**WHAT TO DO**
The response must contain every line of the records that follow, duplicated exactly.

Records from a data source:
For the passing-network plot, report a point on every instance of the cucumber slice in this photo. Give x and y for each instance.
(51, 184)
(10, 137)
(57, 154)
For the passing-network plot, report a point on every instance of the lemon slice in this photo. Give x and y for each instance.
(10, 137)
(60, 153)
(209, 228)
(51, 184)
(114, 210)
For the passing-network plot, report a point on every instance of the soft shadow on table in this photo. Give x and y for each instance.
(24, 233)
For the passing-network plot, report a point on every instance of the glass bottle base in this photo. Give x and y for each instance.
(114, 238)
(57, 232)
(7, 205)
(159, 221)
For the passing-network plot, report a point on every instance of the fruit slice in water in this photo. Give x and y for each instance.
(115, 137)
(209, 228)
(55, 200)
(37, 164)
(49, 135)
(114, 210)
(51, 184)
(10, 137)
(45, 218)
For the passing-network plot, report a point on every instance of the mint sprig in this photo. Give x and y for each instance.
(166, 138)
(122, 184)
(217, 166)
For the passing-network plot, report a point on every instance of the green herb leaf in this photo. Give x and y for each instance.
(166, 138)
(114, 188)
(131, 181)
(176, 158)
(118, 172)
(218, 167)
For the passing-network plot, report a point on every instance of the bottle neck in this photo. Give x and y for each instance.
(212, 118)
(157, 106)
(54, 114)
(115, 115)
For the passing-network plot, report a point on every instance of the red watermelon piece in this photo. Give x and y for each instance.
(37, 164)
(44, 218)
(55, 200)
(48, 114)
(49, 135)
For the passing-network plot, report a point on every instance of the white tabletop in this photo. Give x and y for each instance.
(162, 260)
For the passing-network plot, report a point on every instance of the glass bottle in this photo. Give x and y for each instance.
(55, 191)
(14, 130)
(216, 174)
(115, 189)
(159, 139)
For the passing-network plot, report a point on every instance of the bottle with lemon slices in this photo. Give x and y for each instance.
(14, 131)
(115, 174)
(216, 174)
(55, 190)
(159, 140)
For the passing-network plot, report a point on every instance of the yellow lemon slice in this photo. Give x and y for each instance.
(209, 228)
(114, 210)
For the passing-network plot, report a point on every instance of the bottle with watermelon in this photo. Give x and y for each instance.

**OUTPUT OF THE EXERCISE**
For the passing-network plot, report a point on every instance of the cucumber slice in this photo. Give x and y for each instance.
(51, 184)
(10, 137)
(57, 154)
For the passing-network plot, report a point on every instance of the lemon slice in this photo. Give x and y for each instance.
(10, 137)
(60, 153)
(209, 228)
(51, 184)
(114, 210)
For the passing-network plot, report a point on every instance of the soft shadow on table in this photo. Give x and y for each instance.
(24, 233)
For the passing-network plot, report a point on every instance of the glass bottle base in this photo. Give x and y for each instance.
(114, 238)
(57, 232)
(7, 205)
(159, 221)
For the passing-network plot, report a point on every instance of the fruit slice in water in this photo. Give x and y for each instance.
(115, 137)
(209, 228)
(55, 200)
(37, 164)
(49, 135)
(114, 210)
(51, 184)
(10, 137)
(45, 218)
For the passing-network plot, report a point on every instance of the mint sprig in this photo. Give x and y for each instance.
(166, 138)
(122, 184)
(217, 166)
For the passing-network plot, report a point on every instance of the green herb leaf in this photo. Give x and y for each instance.
(166, 138)
(114, 188)
(131, 181)
(176, 158)
(118, 172)
(218, 167)
For the passing-network plot, report a point on every instance of the bottle neck in this photo. Give x and y for each instance.
(212, 118)
(157, 106)
(54, 114)
(115, 115)
For the passing-network plot, report a point on every instance of the red watermelon piece in this photo. Give x and y for each instance.
(37, 164)
(44, 218)
(55, 200)
(48, 114)
(49, 135)
For the passing-network plot, report a point on every instance of the white tabletop in this photo. Give x and y for each instance.
(162, 260)
For the passing-network plot, report a point on every instance of the glass bottle in this photo. Give x and y for each instance.
(55, 191)
(14, 130)
(216, 174)
(115, 189)
(159, 139)
For the passing-network plot, report a point on every instance of the bottle with lemon slices in this photo. Give x and y for each instance.
(14, 131)
(115, 174)
(216, 174)
(55, 190)
(159, 140)
For the passing-network plot, report a point on every instance of the yellow lemon slice in this photo. Give x and y for each instance.
(209, 228)
(114, 210)
For the passing-network plot, report a point on every instance of the bottle with watermelon in this photo. Give x and y for each instance.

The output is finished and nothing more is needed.